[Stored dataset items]
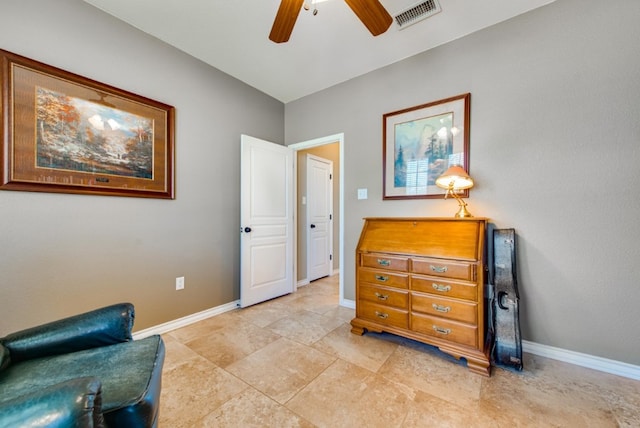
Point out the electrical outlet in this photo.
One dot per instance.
(180, 283)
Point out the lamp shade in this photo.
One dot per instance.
(455, 178)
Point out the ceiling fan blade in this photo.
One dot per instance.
(372, 14)
(285, 20)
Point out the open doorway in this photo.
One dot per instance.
(329, 147)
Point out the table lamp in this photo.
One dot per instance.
(453, 180)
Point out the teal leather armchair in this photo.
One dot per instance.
(81, 371)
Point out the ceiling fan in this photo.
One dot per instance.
(372, 14)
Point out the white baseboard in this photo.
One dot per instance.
(584, 360)
(302, 283)
(351, 304)
(185, 321)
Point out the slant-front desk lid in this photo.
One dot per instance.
(441, 237)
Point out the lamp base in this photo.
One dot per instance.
(463, 212)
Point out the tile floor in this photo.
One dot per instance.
(293, 362)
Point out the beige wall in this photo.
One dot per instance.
(555, 149)
(332, 153)
(62, 254)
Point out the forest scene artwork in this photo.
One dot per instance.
(420, 143)
(64, 133)
(423, 151)
(85, 136)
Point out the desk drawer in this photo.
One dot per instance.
(445, 268)
(446, 308)
(384, 261)
(384, 296)
(444, 329)
(381, 277)
(381, 314)
(445, 287)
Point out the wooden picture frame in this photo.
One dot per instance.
(419, 144)
(65, 133)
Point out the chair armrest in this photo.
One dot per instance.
(74, 403)
(100, 327)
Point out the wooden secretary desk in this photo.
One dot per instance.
(424, 278)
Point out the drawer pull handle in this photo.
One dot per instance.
(382, 296)
(440, 287)
(441, 330)
(441, 308)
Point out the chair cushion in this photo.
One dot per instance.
(130, 373)
(4, 357)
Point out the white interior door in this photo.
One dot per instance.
(266, 221)
(319, 217)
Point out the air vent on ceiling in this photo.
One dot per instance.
(417, 13)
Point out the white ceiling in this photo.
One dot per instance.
(328, 48)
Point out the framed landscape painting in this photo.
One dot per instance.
(419, 144)
(69, 134)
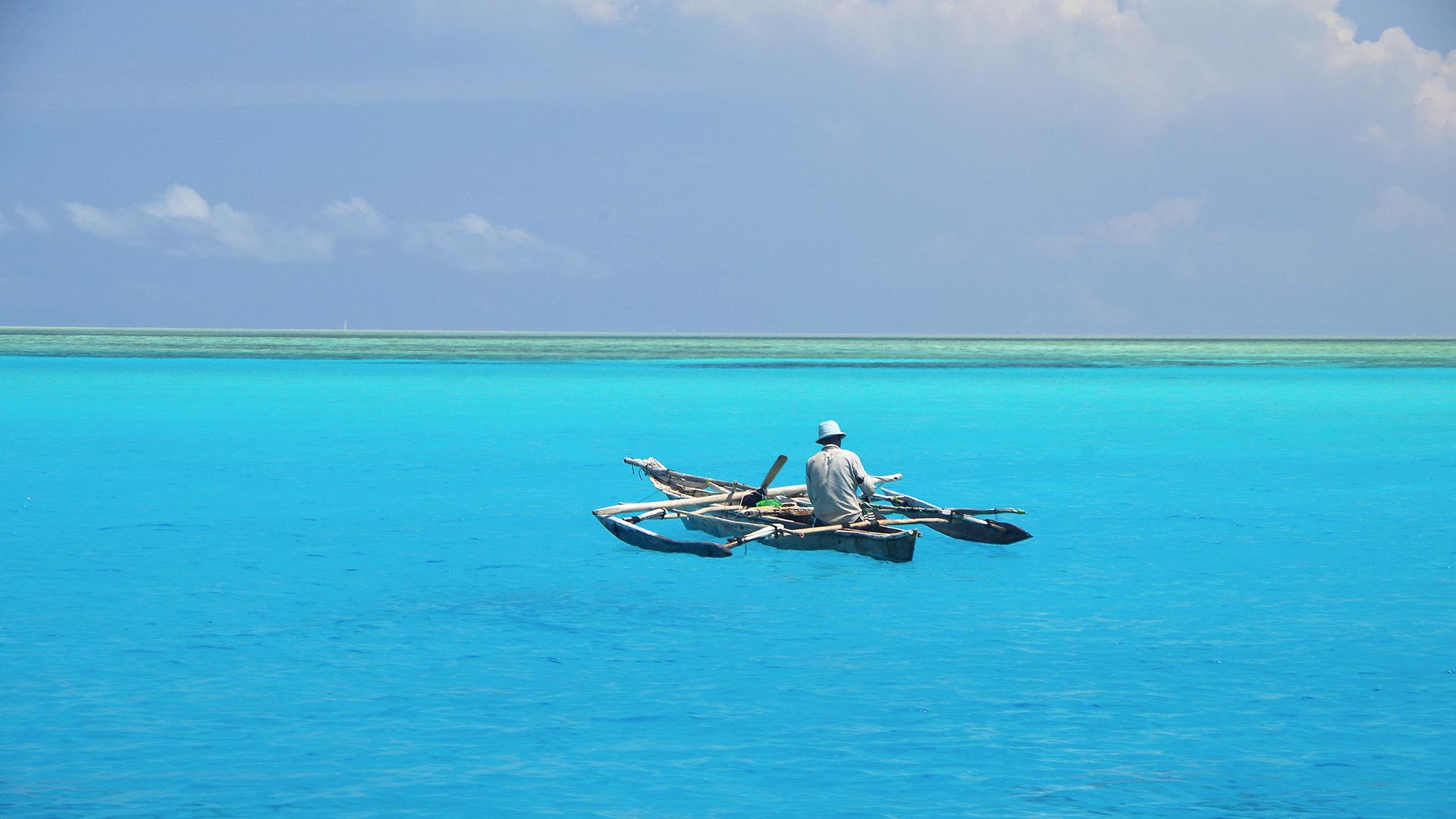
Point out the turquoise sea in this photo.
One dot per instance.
(356, 575)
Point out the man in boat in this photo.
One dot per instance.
(833, 477)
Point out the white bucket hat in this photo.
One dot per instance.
(829, 428)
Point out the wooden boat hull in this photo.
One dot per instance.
(644, 538)
(894, 545)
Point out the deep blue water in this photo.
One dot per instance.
(367, 588)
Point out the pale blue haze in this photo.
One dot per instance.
(372, 588)
(965, 167)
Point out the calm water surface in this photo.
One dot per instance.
(370, 586)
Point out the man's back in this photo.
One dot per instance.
(833, 475)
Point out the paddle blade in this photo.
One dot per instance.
(774, 472)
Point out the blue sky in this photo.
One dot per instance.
(977, 167)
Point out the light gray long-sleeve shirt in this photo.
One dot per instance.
(833, 474)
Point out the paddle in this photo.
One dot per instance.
(957, 510)
(752, 499)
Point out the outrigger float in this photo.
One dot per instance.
(783, 518)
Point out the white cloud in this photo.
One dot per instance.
(1398, 209)
(1145, 226)
(601, 11)
(182, 223)
(1141, 229)
(475, 243)
(357, 218)
(1133, 66)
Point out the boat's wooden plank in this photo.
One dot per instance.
(648, 539)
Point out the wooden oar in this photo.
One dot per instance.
(956, 510)
(865, 525)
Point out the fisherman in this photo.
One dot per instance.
(833, 477)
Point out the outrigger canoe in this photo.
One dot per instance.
(737, 513)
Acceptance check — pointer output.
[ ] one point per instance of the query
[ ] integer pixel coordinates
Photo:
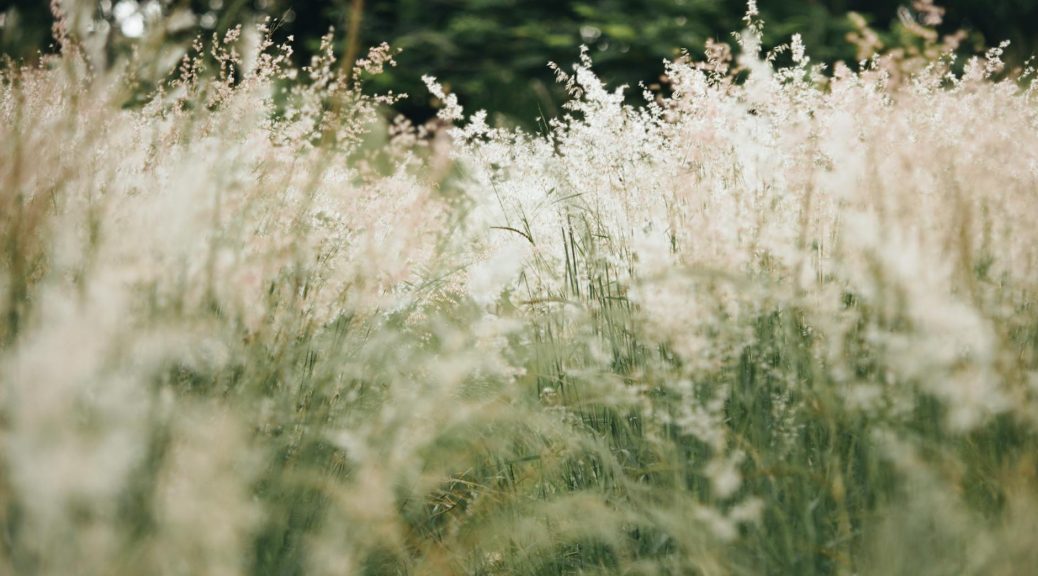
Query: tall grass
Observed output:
(770, 322)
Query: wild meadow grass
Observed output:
(774, 320)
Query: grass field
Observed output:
(774, 320)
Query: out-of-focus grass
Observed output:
(784, 325)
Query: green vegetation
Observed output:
(771, 322)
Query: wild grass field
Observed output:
(774, 320)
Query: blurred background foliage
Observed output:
(492, 53)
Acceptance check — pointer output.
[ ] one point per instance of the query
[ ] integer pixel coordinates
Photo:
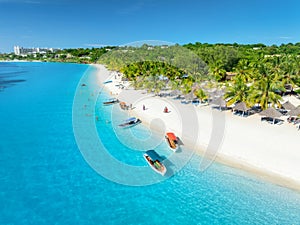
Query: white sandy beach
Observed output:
(269, 151)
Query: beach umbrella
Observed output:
(295, 112)
(175, 92)
(272, 113)
(219, 102)
(241, 106)
(190, 96)
(288, 106)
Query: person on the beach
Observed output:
(166, 110)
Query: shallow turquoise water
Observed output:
(45, 180)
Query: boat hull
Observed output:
(152, 165)
(175, 146)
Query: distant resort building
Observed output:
(32, 51)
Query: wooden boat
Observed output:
(172, 141)
(130, 122)
(154, 161)
(111, 101)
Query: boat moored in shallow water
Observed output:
(130, 122)
(154, 161)
(172, 141)
(111, 101)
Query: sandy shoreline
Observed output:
(268, 151)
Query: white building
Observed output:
(28, 51)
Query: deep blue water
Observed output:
(44, 178)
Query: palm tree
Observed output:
(245, 70)
(218, 71)
(200, 94)
(266, 90)
(238, 91)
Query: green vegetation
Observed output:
(254, 74)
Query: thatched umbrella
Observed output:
(175, 92)
(219, 102)
(272, 113)
(241, 106)
(295, 112)
(288, 106)
(190, 96)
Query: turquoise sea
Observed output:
(44, 178)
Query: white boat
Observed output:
(130, 122)
(172, 141)
(154, 161)
(111, 101)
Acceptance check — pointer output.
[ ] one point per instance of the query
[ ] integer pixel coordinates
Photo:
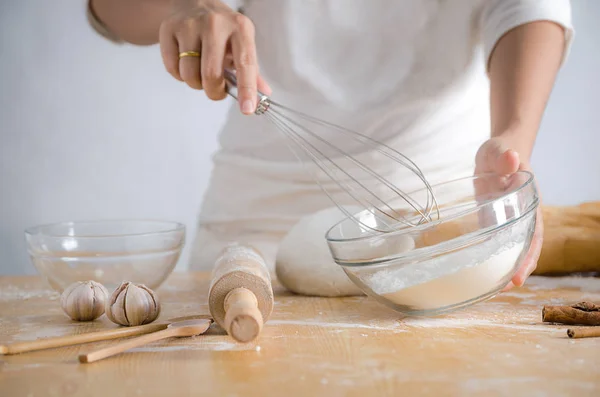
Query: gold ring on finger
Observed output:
(189, 54)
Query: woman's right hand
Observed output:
(224, 38)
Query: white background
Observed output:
(90, 130)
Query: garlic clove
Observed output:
(84, 300)
(115, 306)
(133, 304)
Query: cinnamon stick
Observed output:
(582, 313)
(588, 332)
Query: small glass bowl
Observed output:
(109, 252)
(467, 255)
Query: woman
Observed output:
(456, 85)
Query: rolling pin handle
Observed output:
(243, 319)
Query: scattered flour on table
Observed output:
(585, 284)
(452, 278)
(205, 345)
(315, 323)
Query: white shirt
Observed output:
(411, 73)
(413, 70)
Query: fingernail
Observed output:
(247, 106)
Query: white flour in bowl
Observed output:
(452, 278)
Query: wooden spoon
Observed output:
(175, 330)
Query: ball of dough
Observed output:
(304, 264)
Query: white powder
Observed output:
(452, 278)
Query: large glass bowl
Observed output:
(467, 255)
(109, 252)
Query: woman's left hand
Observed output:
(499, 156)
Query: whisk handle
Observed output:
(264, 102)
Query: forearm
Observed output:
(133, 21)
(138, 21)
(523, 69)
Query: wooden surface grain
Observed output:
(313, 346)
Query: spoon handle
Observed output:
(70, 340)
(126, 345)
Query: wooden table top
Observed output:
(313, 346)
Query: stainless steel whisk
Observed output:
(341, 167)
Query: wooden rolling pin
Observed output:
(240, 298)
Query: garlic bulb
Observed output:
(84, 300)
(132, 304)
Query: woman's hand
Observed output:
(497, 155)
(224, 38)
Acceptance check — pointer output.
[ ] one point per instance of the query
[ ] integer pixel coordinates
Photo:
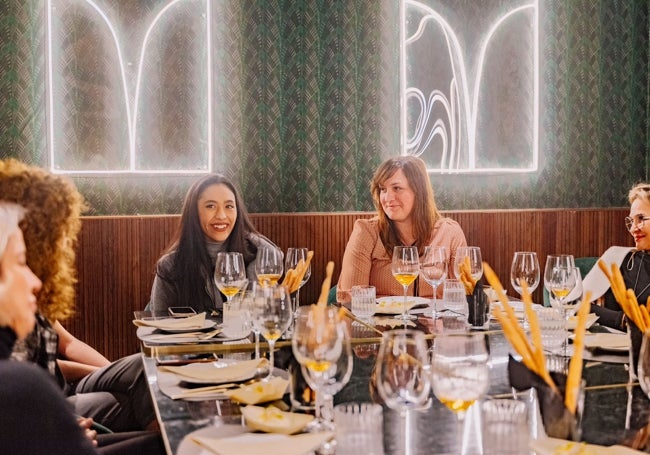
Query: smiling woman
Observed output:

ASSIGNMENT
Filter the records for the string "field" and copy every line that holds it.

SOLVED PROBLEM
Query: grass field
Query: wild grass field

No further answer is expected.